* Region annotation entries

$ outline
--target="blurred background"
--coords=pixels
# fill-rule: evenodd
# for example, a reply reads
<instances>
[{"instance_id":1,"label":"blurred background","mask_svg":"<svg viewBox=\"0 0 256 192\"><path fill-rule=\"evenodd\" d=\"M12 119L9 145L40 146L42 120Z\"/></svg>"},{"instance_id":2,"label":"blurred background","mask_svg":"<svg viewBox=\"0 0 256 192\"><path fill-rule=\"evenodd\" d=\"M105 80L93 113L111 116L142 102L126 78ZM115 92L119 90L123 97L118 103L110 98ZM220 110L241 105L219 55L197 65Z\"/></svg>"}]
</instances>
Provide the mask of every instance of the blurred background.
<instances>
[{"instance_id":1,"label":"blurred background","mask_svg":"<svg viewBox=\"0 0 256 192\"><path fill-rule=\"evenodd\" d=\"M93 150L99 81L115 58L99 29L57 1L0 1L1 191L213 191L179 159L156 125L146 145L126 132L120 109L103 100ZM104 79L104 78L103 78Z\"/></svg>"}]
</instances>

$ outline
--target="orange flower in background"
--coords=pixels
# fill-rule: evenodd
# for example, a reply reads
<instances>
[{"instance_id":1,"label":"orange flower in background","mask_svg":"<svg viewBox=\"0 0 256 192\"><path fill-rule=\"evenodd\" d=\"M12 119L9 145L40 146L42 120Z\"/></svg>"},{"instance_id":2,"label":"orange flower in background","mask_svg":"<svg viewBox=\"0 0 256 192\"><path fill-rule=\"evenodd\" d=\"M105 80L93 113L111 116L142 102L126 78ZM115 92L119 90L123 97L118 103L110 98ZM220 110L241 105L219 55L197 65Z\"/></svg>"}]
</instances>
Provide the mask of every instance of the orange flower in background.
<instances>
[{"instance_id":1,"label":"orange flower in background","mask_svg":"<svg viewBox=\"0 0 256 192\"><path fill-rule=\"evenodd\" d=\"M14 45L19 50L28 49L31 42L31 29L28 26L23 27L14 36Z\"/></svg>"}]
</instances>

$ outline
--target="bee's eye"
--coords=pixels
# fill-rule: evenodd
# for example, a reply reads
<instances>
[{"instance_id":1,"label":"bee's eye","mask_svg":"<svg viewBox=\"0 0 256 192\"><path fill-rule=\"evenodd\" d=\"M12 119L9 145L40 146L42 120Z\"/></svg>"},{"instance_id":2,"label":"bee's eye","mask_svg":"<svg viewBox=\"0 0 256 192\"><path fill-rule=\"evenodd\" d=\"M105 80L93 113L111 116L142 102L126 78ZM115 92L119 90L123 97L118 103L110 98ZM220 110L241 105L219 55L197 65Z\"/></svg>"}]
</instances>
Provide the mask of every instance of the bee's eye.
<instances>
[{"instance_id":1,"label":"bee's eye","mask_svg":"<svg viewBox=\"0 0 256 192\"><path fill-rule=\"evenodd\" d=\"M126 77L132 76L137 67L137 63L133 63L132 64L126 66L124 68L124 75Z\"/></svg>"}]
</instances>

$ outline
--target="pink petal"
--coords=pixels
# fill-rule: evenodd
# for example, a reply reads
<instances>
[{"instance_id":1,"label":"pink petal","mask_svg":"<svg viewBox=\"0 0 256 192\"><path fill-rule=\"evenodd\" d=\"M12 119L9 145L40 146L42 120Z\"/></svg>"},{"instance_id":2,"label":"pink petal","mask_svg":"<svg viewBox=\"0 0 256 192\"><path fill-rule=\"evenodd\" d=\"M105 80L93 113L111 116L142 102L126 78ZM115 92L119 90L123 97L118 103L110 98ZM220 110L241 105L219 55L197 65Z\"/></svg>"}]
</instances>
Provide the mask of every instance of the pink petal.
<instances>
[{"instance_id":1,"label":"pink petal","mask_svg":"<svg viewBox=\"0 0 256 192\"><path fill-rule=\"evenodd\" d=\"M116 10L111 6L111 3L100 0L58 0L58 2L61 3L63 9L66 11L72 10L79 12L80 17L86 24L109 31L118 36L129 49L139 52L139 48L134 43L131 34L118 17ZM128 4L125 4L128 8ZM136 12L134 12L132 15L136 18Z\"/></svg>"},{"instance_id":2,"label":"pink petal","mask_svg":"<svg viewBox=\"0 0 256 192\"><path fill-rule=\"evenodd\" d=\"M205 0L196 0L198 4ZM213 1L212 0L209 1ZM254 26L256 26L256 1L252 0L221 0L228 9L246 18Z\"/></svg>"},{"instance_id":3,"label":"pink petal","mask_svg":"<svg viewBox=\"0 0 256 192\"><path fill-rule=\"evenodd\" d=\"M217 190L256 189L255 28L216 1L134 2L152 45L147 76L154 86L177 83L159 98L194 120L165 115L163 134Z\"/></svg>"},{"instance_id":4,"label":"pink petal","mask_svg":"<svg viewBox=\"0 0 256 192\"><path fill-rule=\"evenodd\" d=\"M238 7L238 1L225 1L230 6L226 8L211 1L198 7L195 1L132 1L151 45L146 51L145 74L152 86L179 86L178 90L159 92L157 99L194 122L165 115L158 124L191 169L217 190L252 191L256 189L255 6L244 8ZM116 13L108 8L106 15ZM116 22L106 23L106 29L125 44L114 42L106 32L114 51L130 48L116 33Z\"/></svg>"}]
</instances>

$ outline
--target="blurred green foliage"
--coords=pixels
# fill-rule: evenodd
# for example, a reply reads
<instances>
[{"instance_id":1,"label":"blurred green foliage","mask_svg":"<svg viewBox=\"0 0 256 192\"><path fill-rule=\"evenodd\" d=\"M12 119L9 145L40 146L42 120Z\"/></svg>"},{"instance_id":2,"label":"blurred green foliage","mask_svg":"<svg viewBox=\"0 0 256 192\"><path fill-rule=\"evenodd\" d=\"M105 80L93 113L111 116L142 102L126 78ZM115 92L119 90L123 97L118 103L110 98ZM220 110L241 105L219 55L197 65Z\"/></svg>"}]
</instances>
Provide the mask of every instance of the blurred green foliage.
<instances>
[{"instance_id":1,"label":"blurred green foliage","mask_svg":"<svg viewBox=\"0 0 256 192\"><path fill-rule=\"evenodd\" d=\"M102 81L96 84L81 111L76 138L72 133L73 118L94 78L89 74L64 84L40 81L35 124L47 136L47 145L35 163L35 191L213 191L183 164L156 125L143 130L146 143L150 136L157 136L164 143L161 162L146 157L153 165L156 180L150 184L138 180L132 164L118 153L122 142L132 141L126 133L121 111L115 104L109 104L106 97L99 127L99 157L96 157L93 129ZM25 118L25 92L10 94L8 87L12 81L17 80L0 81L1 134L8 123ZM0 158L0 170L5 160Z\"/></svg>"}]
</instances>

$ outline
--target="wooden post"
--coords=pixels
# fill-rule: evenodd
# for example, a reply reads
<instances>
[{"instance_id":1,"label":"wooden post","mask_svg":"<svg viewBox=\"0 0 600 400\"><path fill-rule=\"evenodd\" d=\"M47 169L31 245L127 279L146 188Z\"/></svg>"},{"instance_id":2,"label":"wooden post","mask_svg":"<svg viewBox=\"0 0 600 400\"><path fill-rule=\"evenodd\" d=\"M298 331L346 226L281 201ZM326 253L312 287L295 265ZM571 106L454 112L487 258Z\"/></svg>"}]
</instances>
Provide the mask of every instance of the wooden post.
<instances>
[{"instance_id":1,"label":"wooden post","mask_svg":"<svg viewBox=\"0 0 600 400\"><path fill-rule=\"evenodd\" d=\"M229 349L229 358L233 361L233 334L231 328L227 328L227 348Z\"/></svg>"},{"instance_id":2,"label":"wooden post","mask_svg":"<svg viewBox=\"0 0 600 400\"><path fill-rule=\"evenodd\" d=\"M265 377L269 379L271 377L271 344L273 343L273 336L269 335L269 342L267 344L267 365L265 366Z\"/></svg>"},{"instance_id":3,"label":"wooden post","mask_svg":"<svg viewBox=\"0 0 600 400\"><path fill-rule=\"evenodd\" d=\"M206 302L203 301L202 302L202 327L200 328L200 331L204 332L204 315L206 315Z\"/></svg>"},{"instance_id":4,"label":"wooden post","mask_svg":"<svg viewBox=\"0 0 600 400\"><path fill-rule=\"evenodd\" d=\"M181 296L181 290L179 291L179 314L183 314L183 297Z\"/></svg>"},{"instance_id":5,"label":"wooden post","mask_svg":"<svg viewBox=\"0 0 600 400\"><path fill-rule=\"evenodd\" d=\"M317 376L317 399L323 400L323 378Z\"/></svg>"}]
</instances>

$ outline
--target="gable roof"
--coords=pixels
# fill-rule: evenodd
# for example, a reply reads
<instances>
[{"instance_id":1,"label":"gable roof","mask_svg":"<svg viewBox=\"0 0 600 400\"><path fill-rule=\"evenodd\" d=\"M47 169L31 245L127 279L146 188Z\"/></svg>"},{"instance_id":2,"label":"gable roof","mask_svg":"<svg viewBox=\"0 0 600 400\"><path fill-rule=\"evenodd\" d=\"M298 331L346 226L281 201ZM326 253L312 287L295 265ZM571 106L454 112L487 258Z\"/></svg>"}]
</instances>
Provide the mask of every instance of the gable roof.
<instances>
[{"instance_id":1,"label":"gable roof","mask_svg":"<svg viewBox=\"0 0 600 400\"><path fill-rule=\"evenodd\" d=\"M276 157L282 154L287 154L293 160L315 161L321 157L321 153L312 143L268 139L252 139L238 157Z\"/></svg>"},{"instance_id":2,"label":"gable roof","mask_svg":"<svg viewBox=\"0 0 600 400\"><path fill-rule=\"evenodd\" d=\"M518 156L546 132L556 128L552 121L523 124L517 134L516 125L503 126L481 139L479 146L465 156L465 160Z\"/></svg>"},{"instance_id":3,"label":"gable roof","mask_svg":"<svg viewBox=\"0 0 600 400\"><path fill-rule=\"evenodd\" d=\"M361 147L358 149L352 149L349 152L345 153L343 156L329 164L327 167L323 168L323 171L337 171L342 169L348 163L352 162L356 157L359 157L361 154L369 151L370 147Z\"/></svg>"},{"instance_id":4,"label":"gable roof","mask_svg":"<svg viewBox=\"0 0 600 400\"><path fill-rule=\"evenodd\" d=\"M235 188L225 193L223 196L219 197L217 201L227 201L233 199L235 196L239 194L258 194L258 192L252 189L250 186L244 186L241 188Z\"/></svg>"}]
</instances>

* What is being asked
From the entries above, select each line containing the string "every" and copy those lines in their original order.

* Output
Provide the mask of every instance of the blurred background.
Provide the mask of every instance of the orange flower in background.
Provide the mask of every instance of the bee's eye.
Provide the mask of every instance of the pink petal.
Provide the mask of every instance of the blurred green foliage.
Provide the mask of every instance of the wooden post.
Provide the mask of every instance of the gable roof.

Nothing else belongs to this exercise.